[Text under study Boundary: Start]
Pages

Friday, June 11, 2010

Vietnam. Inside story of the guerilla war.


by Wilfred G. Burchett
International Publishers, New York, 1965

Burchett was in his early 50's when he traveled with the guerilla army of the NLF, the National Liberation Front, in South Vietnam. He spent 8 months being what we now call, 'embedded' with the enemy of the United States Army in the Vietnam war.

I looked around the Internet for background. Seems Burchett was a controversial journalist for decades. He took a train, alone, into Hiroshima after the US attacked it with a nuclear weapon, and reported evidence of radiation sickness. The US denied any such problems. Burchett was condemned as passing on Japanese Propaganda. Other controversies involved reporting claims that the US used biological weapons in Korea, an issue that it seems has not been substantiated to date. He was accused by a Russian defector of being an agent for the Chinese and the North Vietnamese governments; however this was later shown to be speculation. Typically, Burchett reported from places few others did and just as typically was in some way accused of passing on propaganda by those whose positions his reporting challenged.

A controversial book - no surprise

It's clear from the book and from his past, that Burchett had sympathies with socialist and communist programs. His admiration for the NLF shows through. Does this 'taint' his reporting? It does make me suspicious that some details that don't reinforce his sympathies are left out. It does make me suspicious that facts are threaded together to make a overly glowing impression of his hosts. However, I have the same suspicions about reporters who are sympathetic to American GI's and to 'capitalist' programs. I am grateful that his point of view is honestly portrayed. It is up to the reader to decide what looks credible.

The details he gives from his travels and conversations with NLF officials jibe with views given by more standard, typical reporting: the honest work of the NLF cadre amongst the people of South Vietnam; the fact that they were of the local people, not insidious outsiders brought in from the North; their intense loyalty, determination and almost unbelievable hard work in defending their country from oppression and attack. He gives detailed information of the timeline of the war and the origins of the NLF. He gives detailed information about the terror of the Diemist regime, almost universally recognized as brutal, despotic, and murderous.

John Wayne's Green Berets, from the other side.

Anyone who fought for the US in this war might find this a hard read. Burchett shows no sympathy for the US soldier or the ARVN soldiers, the victims of the ambushes and mantraps of the NLF cadre and the mountain folk who fought along side of them. He doesn't demonize these enemies of the NLF, not at all. His reporting is rather matter-of-fact. However, I must remind myself what all this guerrilla defense of rural Vietnam did to the young men who were thrust into it by the policymakers back home. At times it turns my stomach.
[Text under study Boundary: End]
[Data records Boundary: Start]
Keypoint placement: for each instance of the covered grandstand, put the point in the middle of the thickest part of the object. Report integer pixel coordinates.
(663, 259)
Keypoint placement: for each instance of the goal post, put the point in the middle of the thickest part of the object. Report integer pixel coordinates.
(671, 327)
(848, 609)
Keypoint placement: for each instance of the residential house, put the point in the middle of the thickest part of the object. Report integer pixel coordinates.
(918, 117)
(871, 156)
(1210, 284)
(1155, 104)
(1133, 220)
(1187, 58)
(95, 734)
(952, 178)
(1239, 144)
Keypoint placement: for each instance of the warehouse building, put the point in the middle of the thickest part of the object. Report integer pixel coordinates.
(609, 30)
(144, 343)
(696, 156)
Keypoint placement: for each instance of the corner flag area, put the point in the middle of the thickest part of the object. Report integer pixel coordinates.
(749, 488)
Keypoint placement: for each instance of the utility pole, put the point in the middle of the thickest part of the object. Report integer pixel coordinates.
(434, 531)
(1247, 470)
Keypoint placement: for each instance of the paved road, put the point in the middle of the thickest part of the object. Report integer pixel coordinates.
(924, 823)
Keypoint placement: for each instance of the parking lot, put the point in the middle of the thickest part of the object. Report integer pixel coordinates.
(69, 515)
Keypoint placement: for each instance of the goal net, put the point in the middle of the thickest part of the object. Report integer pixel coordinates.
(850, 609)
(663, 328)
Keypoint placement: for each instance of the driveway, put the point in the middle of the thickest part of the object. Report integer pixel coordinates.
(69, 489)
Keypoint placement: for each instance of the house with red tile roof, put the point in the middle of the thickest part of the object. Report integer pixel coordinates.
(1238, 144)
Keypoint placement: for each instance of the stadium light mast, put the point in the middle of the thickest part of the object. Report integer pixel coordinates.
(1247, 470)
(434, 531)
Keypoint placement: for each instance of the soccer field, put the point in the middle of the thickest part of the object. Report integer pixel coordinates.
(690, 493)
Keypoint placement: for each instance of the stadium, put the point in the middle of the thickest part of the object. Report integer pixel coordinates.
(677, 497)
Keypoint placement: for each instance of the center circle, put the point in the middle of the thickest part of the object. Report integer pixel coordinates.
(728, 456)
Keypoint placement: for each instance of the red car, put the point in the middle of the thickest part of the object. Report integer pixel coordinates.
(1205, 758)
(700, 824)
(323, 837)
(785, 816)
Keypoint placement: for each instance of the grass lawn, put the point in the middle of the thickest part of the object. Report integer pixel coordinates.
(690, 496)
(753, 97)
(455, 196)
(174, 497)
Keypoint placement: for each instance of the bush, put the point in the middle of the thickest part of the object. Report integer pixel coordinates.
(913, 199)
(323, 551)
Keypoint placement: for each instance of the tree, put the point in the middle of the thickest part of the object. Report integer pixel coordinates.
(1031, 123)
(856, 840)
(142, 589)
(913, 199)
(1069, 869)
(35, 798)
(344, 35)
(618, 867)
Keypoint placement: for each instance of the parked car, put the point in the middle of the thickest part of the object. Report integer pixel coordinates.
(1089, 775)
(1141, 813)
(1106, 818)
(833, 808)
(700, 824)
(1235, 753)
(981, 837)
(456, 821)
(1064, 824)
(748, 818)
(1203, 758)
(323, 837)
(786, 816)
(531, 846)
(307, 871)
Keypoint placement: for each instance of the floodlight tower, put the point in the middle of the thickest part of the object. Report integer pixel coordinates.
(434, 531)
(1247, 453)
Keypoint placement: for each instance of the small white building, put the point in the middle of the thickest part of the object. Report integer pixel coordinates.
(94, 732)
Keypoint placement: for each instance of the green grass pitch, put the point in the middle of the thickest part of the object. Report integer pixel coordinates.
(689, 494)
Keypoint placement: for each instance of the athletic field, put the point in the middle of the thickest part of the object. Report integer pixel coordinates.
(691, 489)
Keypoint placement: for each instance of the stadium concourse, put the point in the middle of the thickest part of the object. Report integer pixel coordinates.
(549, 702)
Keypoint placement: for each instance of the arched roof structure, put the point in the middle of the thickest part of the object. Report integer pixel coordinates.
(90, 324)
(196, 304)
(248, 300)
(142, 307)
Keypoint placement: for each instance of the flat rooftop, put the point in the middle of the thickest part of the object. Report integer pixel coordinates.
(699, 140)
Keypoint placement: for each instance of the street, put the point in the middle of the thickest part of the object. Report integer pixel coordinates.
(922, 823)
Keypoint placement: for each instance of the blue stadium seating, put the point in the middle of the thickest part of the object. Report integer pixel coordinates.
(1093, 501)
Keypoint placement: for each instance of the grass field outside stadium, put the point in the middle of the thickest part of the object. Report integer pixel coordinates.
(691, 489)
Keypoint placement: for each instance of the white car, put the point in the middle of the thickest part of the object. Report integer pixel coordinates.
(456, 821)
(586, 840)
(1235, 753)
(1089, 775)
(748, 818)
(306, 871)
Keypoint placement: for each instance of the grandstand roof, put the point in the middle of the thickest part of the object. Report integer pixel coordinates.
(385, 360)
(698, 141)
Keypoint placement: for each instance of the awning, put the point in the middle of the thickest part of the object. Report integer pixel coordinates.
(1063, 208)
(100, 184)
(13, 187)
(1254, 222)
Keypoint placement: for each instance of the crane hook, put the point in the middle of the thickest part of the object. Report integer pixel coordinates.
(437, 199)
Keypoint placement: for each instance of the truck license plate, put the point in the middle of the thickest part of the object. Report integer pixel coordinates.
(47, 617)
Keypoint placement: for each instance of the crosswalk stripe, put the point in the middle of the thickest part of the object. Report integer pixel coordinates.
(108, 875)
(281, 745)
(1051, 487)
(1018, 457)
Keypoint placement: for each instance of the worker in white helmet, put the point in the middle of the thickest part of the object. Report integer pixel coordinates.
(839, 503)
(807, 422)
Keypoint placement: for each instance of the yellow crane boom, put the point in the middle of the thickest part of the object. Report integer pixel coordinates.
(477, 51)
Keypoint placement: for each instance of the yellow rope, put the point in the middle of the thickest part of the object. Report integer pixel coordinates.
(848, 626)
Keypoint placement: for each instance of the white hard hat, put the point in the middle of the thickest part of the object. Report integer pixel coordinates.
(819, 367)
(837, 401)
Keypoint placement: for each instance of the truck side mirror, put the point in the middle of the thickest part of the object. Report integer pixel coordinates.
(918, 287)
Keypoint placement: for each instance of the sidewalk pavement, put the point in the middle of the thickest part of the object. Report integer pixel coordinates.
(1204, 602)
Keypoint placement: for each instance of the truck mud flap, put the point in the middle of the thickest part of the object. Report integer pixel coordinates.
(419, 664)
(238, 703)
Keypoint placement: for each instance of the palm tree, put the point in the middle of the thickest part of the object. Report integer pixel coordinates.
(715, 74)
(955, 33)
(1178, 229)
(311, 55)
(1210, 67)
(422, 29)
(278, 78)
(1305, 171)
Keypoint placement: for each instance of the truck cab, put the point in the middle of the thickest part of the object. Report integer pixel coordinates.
[Data records Boundary: End]
### [Directions]
• 1. According to the book review, how many months did Burchett spend traveling with the NLF?
• 2. Rewrite the section of the book review starting at "The details he" and ending at "despotic, and murderous.", putting "Diem government" in place of "Diemist regime".

### [Per-task outputs]
• 1. He spent 8 months with them.

• 2.
The details he gives from his travels and conversations with NLF officials jibe with views given by more standard, typical reporting: the honest work of the NLF cadre amongst the people of South Vietnam; the fact that they were of the local people, not insidious outsiders brought in from the North; their intense loyalty, determination and almost unbelievable hard work in defending their country from oppression and attack. He gives detailed information of the timeline of the war and the origins of the NLF. He gives detailed information about the terror of the Diem government, almost universally recognized as brutal, despotic, and murderous.